**Stored records**.
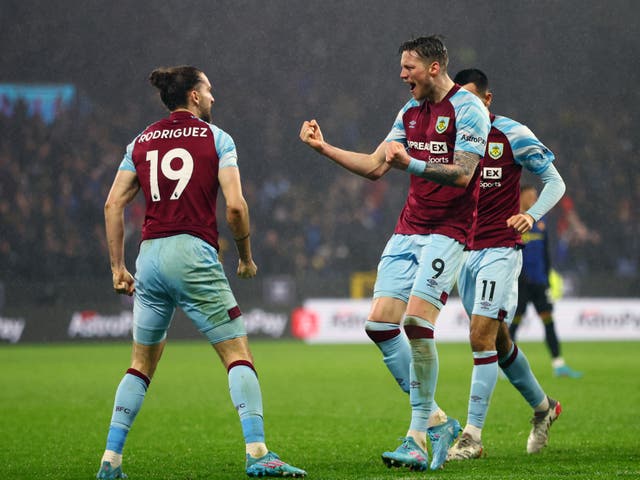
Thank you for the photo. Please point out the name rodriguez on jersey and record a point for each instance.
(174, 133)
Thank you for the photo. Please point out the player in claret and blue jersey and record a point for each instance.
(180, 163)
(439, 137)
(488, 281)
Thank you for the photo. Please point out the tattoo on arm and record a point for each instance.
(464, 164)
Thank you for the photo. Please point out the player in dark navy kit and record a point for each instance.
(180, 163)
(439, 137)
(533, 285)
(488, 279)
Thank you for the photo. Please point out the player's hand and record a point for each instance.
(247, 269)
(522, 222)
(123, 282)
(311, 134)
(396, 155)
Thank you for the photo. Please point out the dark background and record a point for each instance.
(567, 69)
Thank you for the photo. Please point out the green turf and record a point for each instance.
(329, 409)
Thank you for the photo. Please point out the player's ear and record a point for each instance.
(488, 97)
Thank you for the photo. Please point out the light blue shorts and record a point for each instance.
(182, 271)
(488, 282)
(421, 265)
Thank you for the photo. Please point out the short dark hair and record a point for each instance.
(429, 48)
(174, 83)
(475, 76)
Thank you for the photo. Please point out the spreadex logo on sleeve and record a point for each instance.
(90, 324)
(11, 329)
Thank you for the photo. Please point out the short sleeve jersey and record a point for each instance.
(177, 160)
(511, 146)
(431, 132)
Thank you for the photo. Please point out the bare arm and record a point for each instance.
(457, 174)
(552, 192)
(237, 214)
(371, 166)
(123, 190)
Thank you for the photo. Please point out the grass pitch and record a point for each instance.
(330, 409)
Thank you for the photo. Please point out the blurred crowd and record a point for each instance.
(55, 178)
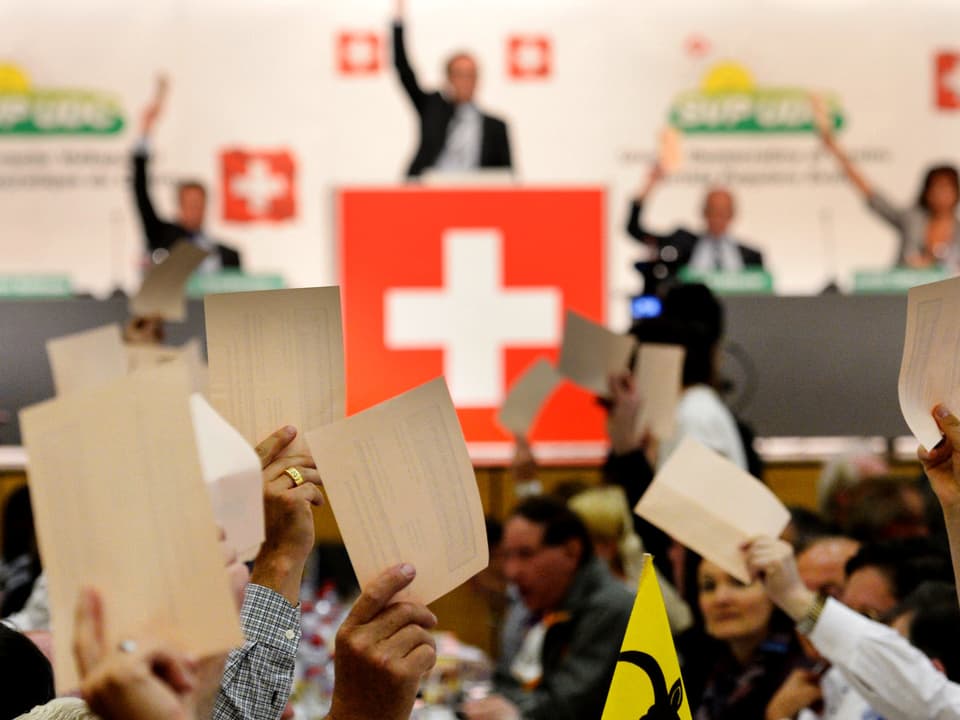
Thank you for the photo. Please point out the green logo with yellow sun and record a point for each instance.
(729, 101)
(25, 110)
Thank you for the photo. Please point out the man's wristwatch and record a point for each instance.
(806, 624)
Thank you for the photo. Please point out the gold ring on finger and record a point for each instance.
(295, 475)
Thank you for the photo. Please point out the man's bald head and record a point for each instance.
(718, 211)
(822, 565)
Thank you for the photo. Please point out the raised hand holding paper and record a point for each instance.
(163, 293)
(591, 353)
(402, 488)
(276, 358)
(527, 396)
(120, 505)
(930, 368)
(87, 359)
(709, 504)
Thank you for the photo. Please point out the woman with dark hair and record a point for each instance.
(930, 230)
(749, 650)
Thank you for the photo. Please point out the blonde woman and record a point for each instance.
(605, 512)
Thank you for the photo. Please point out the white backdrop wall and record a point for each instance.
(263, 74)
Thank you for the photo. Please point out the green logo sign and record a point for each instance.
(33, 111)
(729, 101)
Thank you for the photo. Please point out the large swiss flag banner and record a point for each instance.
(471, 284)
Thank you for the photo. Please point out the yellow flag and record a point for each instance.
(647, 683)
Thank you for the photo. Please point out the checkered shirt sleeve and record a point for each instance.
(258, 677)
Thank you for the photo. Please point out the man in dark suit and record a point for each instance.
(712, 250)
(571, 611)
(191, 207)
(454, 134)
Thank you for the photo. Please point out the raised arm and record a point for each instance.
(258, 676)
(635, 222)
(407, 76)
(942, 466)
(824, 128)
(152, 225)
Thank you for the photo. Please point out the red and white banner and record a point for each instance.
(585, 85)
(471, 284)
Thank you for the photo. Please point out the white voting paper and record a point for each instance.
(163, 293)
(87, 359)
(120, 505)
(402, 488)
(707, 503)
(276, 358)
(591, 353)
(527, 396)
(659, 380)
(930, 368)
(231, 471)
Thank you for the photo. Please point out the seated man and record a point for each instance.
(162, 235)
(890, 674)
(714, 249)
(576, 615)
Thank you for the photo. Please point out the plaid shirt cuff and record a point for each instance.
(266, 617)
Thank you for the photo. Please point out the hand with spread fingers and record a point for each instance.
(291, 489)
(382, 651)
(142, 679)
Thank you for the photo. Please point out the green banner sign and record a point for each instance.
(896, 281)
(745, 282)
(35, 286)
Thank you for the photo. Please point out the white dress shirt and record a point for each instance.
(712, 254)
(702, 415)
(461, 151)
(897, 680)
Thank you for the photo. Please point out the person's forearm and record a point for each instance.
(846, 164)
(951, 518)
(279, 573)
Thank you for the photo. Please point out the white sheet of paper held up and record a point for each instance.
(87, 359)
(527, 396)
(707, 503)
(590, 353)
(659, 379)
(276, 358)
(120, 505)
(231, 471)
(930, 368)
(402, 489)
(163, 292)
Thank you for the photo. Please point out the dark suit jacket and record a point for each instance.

**Written task**. Copy every record above word for word, leaving out the pictures.

**Response to the task**.
Thank you for the photo. Please point out the name rodriguez on jersey and record a point for each instance.
(174, 133)
Thank you for the photo. Please point out the player in claret and blue jersey and record a point for each instance.
(180, 163)
(439, 137)
(488, 281)
Thank you for the photo. Please point out the tattoo on arm and record a point for each instance.
(464, 164)
Thank you for the photo. Please point out the player in dark navy kit and record a point for each instance.
(180, 163)
(439, 137)
(533, 285)
(488, 279)
Thank you for the photo. Please point out the player's hand and record a point for each instance.
(247, 269)
(522, 222)
(123, 282)
(311, 134)
(396, 155)
Thank you for the photo. Please point out the dark background and record a point for each instance.
(567, 69)
Thank you for the photo. Please point out the green turf and record a point for each instance.
(329, 409)
Thank you for the photo. Please point out the player's ear and record a point for each instance.
(488, 97)
Thank you for the photo. Please point out the light blue shorts and record a point for each instance.
(182, 271)
(488, 282)
(421, 265)
Thank you for the photo. Please point out the short dark hair and record a point for each instance.
(429, 48)
(174, 83)
(475, 76)
Thank you for the photo. Please point out the spreadex logo on sleeve and record a point for each instance.
(90, 324)
(11, 329)
Thank you for the photo. Please point out the short sleeve jersey and record a point for each instance.
(177, 160)
(511, 146)
(431, 132)
Thank you for the photo. Please point out the bare arm and record a point for each instance.
(457, 174)
(552, 192)
(237, 214)
(371, 166)
(123, 190)
Thank you for the photo. Please point out the grass pitch and record a point for each instance.
(330, 409)
Thank you for the photo. Please point out the blurred crowd and record a point for each instance.
(55, 178)
Thank you for the photo. Please point out the green logo with yellow sun and record a point for each instance.
(729, 101)
(25, 110)
Thank you for the photo. Please point out the man's wristwatch and record a point for each instance.
(806, 624)
Thank you for the photo. Please point out the gold ring on finger and record a point for each instance.
(295, 475)
Thank you for the photo. Please point out the man's bald head and record a point for each instance.
(718, 211)
(822, 565)
Thank you for the photo. Please point out the raised hand holding paper and record a point for each instance.
(163, 293)
(591, 353)
(402, 488)
(276, 358)
(527, 396)
(120, 505)
(930, 368)
(87, 359)
(709, 504)
Thank you for the photo. Please point out the woman with dark hair and record a point for each instance.
(930, 230)
(749, 650)
Thank you for the photo. Please point out the blonde woman and record a point for each instance.
(605, 512)
Thank you for the photo. Please point out the white backdrop wall and record a point for each instance.
(263, 74)
Thank you for the photo. Please point out the green logo sign and record a point for each instance.
(33, 111)
(729, 101)
Thank you for the photo. Please point out the large swiss flag banner and record a point for each instance.
(471, 284)
Thank you for the photo. Please point out the yellow flag and record a point for each instance.
(647, 683)
Thank you for the photo. Please point out the checkered shirt sleeve and record a point for each instance.
(258, 677)
Thank you for the photo. Please point out the man in dark suit and record a point for each instance.
(712, 250)
(571, 611)
(191, 207)
(454, 134)
Thank you for the photo. Please point out the raised arm and record a point for each instance.
(258, 676)
(635, 222)
(407, 76)
(942, 466)
(824, 128)
(152, 225)
Thank you for the photo. Please point out the red and white banner and record a point for each instance.
(585, 85)
(471, 284)
Thank you for the photo. Please point out the white voting paper and record a point for each instance.
(163, 293)
(87, 359)
(120, 505)
(402, 488)
(707, 503)
(276, 358)
(591, 353)
(527, 396)
(659, 380)
(930, 368)
(231, 471)
Thank you for the photo. Please point out the seated man and record a point for each instance.
(162, 235)
(890, 674)
(714, 249)
(576, 615)
Thank you for the photo. Please point out the plaid shirt cuff and record a point for each instance.
(266, 617)
Thank you for the photo. Please point out the hand with spread fingers and record a point for each instance.
(291, 489)
(382, 651)
(142, 679)
Thank you for the photo. Please point out the green banner sign and record a point for each instance.
(896, 281)
(745, 282)
(35, 286)
Thank you for the photo. Please point out the white dress shirt and record a point for each instance.
(712, 254)
(702, 415)
(461, 151)
(897, 680)
Thank you for the photo. Please point out the person's forearm and record a point for each instance.
(846, 164)
(951, 518)
(279, 573)
Thank you for the photo. Please point out the white sheet of paper held up and record a point for each instance.
(87, 359)
(527, 396)
(707, 503)
(590, 353)
(659, 379)
(276, 358)
(120, 505)
(231, 471)
(930, 368)
(402, 489)
(163, 292)
Thank you for the photo. Please point out the dark suit jacket and record a point for each instance.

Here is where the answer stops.